**Problem to work on**: Rewrite each line of the records below as a numbered list, leaving out any blank lines.

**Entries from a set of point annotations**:
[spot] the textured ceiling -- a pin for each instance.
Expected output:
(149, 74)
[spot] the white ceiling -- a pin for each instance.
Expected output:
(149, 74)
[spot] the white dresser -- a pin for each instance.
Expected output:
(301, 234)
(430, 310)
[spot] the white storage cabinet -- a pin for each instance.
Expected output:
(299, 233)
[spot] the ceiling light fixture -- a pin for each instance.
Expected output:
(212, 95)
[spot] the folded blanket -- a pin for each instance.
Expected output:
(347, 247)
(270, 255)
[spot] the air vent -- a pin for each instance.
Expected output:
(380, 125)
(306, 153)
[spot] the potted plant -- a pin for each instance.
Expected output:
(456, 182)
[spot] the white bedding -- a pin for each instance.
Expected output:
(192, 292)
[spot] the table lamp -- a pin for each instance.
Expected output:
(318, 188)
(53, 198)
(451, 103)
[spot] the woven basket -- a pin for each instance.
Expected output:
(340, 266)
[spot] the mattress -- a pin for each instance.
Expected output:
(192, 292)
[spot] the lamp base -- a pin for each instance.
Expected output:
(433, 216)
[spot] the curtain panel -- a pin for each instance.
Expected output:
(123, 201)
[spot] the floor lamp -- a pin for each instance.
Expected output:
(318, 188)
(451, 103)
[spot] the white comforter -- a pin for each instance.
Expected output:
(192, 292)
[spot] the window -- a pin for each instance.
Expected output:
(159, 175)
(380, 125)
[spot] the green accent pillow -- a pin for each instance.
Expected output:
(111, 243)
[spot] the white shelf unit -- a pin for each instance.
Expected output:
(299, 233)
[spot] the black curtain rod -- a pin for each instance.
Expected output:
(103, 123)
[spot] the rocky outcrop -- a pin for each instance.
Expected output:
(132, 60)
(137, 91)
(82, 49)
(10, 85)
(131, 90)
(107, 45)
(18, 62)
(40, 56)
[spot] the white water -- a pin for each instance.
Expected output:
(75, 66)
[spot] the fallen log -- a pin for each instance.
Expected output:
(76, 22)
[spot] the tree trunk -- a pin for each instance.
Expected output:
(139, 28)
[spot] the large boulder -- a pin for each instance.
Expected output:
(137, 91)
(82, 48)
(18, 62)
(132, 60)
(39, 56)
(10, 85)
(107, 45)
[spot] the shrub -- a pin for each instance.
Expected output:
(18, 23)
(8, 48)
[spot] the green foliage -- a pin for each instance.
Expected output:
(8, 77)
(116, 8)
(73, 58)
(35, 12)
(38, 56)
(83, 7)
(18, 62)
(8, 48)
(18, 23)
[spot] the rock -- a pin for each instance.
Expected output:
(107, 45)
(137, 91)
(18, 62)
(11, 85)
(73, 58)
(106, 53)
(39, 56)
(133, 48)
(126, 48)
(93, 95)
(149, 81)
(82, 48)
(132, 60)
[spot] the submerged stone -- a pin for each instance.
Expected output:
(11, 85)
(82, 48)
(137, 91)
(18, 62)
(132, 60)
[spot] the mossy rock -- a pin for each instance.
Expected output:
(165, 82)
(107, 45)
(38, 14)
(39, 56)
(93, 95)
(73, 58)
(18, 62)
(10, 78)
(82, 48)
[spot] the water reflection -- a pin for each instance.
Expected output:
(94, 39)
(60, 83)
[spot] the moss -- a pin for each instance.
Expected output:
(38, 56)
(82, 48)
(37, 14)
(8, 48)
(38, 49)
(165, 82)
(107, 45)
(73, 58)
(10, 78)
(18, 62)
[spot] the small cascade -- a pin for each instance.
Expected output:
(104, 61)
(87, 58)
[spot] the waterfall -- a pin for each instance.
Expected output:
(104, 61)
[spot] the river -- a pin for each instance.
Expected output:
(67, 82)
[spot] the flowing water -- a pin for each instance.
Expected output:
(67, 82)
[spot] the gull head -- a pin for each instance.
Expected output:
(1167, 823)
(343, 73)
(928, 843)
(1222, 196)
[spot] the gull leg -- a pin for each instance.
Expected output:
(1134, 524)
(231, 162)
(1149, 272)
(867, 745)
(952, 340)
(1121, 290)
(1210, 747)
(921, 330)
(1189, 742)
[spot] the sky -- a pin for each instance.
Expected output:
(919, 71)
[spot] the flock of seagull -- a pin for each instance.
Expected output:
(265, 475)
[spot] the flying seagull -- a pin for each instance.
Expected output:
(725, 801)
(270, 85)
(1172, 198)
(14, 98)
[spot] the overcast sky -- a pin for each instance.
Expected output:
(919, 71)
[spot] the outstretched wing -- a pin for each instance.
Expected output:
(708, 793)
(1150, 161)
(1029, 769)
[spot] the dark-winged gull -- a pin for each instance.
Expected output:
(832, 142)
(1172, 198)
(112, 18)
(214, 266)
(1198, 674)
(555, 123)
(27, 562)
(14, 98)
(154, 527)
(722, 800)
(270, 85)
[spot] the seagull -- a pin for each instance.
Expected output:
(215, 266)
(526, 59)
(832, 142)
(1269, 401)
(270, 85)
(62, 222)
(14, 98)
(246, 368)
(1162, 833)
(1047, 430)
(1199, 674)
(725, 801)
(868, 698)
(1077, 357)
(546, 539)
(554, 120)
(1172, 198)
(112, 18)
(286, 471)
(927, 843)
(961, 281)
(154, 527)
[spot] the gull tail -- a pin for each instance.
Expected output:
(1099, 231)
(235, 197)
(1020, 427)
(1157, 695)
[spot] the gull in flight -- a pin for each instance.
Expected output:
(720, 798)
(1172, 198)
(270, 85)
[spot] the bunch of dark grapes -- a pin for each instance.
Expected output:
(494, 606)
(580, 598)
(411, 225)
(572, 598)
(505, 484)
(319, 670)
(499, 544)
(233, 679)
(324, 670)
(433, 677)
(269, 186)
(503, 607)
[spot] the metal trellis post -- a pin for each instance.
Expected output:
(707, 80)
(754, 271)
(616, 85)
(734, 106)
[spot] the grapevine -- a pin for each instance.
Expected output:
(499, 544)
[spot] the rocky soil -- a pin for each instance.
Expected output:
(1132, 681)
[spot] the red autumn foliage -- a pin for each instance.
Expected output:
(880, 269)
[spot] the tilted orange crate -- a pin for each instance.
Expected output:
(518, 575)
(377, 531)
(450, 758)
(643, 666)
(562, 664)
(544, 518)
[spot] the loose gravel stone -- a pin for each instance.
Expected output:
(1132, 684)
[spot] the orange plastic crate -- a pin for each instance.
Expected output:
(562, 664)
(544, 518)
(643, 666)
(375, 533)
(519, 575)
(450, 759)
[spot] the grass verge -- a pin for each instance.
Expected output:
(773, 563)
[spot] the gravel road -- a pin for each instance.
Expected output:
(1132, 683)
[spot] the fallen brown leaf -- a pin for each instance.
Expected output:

**Reply to the exercise**:
1. [spot] the textured ceiling -- a pin for each instance.
2. Expected output:
3. (149, 74)
4. [spot] the white ceiling -- a pin for each instance.
5. Expected output:
6. (149, 74)
7. [spot] the white dresser -- a pin for each instance.
8. Expected output:
9. (301, 234)
10. (430, 310)
11. [spot] the white storage cabinet -- a pin for each instance.
12. Expected output:
13. (299, 233)
14. [spot] the ceiling light fixture -- a pin for each instance.
15. Expected output:
16. (212, 95)
17. [spot] the folded blanket -- a pin for each instance.
18. Expected output:
19. (347, 247)
20. (270, 255)
21. [spot] the air vent -- a pin for each instance.
22. Expected output:
23. (380, 125)
24. (306, 153)
25. [spot] the potted plant -- a pin for each instance.
26. Expected output:
27. (456, 182)
28. [spot] the white bedding -- a pin for each instance.
29. Expected output:
30. (192, 292)
31. [spot] the table lamp -- a pin for each instance.
32. Expected output:
33. (318, 188)
34. (53, 198)
35. (451, 103)
36. [spot] the woven basket -- a pin for each instance.
37. Expected output:
38. (340, 266)
39. [spot] the mattress -- a pin for each instance.
40. Expected output:
41. (192, 292)
42. [spot] the lamp base -- a pin for each instance.
43. Expected output:
44. (433, 216)
45. [spot] the curtain panel -- a pin for each instance.
46. Expected output:
47. (123, 201)
48. [spot] the floor lamp -- a pin for each instance.
49. Expected output:
50. (318, 188)
51. (451, 103)
52. [spot] the white comforter -- a pin for each instance.
53. Expected output:
54. (192, 292)
55. [spot] the window -- a pin for each instance.
56. Expected output:
57. (159, 175)
58. (380, 125)
59. [spot] the green accent pillow -- a pin for each instance.
60. Expected output:
61. (111, 243)
62. [spot] the white shelf unit -- a pin for each instance.
63. Expected output:
64. (299, 233)
65. [spot] the black curtain rod -- a pin for each instance.
66. Expected output:
67. (103, 123)
68. [spot] the rocky outcrop -- a pin for each instance.
69. Expected output:
70. (132, 60)
71. (137, 91)
72. (82, 49)
73. (10, 85)
74. (131, 90)
75. (107, 45)
76. (18, 62)
77. (40, 56)
78. [spot] the white water -- a pin for each instance.
79. Expected output:
80. (75, 66)
81. [spot] the fallen log -- a pin for each instance.
82. Expected output:
83. (76, 22)
84. [spot] the tree trunk -- a pin for each instance.
85. Expected output:
86. (139, 28)
87. [spot] the large boulder -- a pin for each instance.
88. Expected output:
89. (137, 91)
90. (82, 48)
91. (18, 62)
92. (132, 60)
93. (39, 56)
94. (10, 85)
95. (107, 45)
96. [spot] the shrub -- a pin for each instance.
97. Expected output:
98. (18, 23)
99. (8, 48)
100. [spot] the green foliage -- a pin for each instance.
101. Expected output:
102. (8, 77)
103. (116, 8)
104. (73, 58)
105. (35, 12)
106. (38, 56)
107. (83, 7)
108. (18, 62)
109. (8, 48)
110. (18, 23)
111. [spot] the rock -- a pin for each instance.
112. Expected output:
113. (107, 45)
114. (137, 91)
115. (18, 62)
116. (11, 85)
117. (73, 58)
118. (106, 53)
119. (39, 56)
120. (133, 48)
121. (126, 48)
122. (93, 95)
123. (149, 81)
124. (82, 48)
125. (132, 60)
126. [spot] the submerged stone -- a pin for each instance.
127. Expected output:
128. (11, 85)
129. (82, 48)
130. (137, 91)
131. (18, 62)
132. (132, 60)
133. [spot] the mossy rock -- a pin for each instance.
134. Expected output:
135. (165, 82)
136. (107, 45)
137. (38, 14)
138. (39, 56)
139. (93, 95)
140. (73, 58)
141. (18, 62)
142. (10, 78)
143. (82, 48)
144. [spot] the water reflection -- a pin for each instance.
145. Expected output:
146. (94, 39)
147. (60, 83)
148. [spot] the moss -- a pin for each instance.
149. Expected output:
150. (38, 56)
151. (82, 48)
152. (37, 14)
153. (8, 48)
154. (38, 49)
155. (165, 82)
156. (107, 45)
157. (73, 58)
158. (10, 78)
159. (18, 62)
160. [spot] the small cascade -- a pin for each instance.
161. Expected output:
162. (104, 61)
163. (87, 58)
164. [spot] the waterfall -- a pin for each instance.
165. Expected output:
166. (104, 61)
167. [spot] the river -- a pin for each instance.
168. Expected output:
169. (67, 82)
170. [spot] the flowing water -- a pin for each instance.
171. Expected output:
172. (67, 82)
173. [spot] the gull head -- a pin for each instance.
174. Expected output:
175. (1167, 823)
176. (343, 73)
177. (928, 843)
178. (1222, 196)
179. [spot] the gull leg -- a pin for each instance.
180. Expected output:
181. (1134, 524)
182. (231, 162)
183. (1149, 272)
184. (867, 745)
185. (952, 340)
186. (1121, 290)
187. (1210, 747)
188. (921, 330)
189. (1189, 742)
190. [spot] the sky -- a pin for each instance.
191. Expected output:
192. (919, 71)
193. [spot] the flock of seagull -- a pin for each instance.
194. Expected output:
195. (265, 475)
196. [spot] the flying seagull -- a pin for each instance.
197. Expected output:
198. (725, 801)
199. (270, 85)
200. (1172, 198)
201. (14, 98)
202. [spot] the overcast sky -- a pin for each instance.
203. Expected output:
204. (919, 71)
205. [spot] the outstretched wing -- a pin for each instance.
206. Expected output:
207. (708, 793)
208. (1150, 161)
209. (1029, 769)
210. [spot] the dark-winged gull -- a pin for each instance.
211. Expected output:
212. (832, 142)
213. (1172, 198)
214. (112, 18)
215. (214, 266)
216. (1198, 674)
217. (555, 123)
218. (27, 562)
219. (14, 98)
220. (154, 527)
221. (722, 800)
222. (270, 85)
223. [spot] the seagull -- a pin for each instance.
224. Expected output:
225. (215, 266)
226. (526, 59)
227. (832, 142)
228. (1269, 401)
229. (270, 85)
230. (62, 222)
231. (14, 98)
232. (246, 368)
233. (1162, 833)
234. (1047, 430)
235. (1199, 674)
236. (725, 801)
237. (868, 698)
238. (1077, 357)
239. (546, 539)
240. (554, 120)
241. (1172, 198)
242. (112, 18)
243. (286, 471)
244. (927, 843)
245. (961, 281)
246. (154, 527)
247. [spot] the gull tail -- a pin for each instance.
248. Expected output:
249. (1099, 231)
250. (235, 197)
251. (1020, 427)
252. (1157, 695)
253. [spot] the gull in flight -- a pin for each instance.
254. Expected output:
255. (720, 798)
256. (1172, 198)
257. (270, 85)
258. [spot] the bunch of dark grapes -- a pin for each instance.
259. Expected output:
260. (494, 606)
261. (580, 598)
262. (411, 225)
263. (572, 598)
264. (505, 484)
265. (319, 670)
266. (499, 544)
267. (233, 679)
268. (324, 670)
269. (433, 677)
270. (269, 186)
271. (503, 607)
272. [spot] the metal trellis post -- a pin for each instance.
273. Expected output:
274. (707, 80)
275. (754, 271)
276. (616, 85)
277. (734, 106)
278. [spot] the grapevine -- a pin for each instance.
279. Expected output:
280. (499, 544)
281. [spot] the rocky soil -- a pin for each instance.
282. Expected output:
283. (1132, 681)
284. [spot] the red autumn foliage -- a pin for each instance.
285. Expected output:
286. (880, 269)
287. [spot] the tilted orange crate -- a pin for each instance.
288. Expected output:
289. (518, 575)
290. (377, 531)
291. (450, 758)
292. (643, 666)
293. (562, 664)
294. (544, 518)
295. [spot] the loose gravel stone -- a pin for each instance.
296. Expected output:
297. (1132, 684)
298. [spot] the orange plastic crate -- a pin for each instance.
299. Expected output:
300. (562, 664)
301. (544, 518)
302. (643, 666)
303. (375, 533)
304. (519, 575)
305. (450, 759)
306. [spot] the grass verge -- a pin for each instance.
307. Expected output:
308. (773, 563)
309. [spot] the gravel road -- a pin for each instance.
310. Expected output:
311. (1132, 683)
312. [spot] the fallen brown leaf -- a pin for each instance.
313. Expected output:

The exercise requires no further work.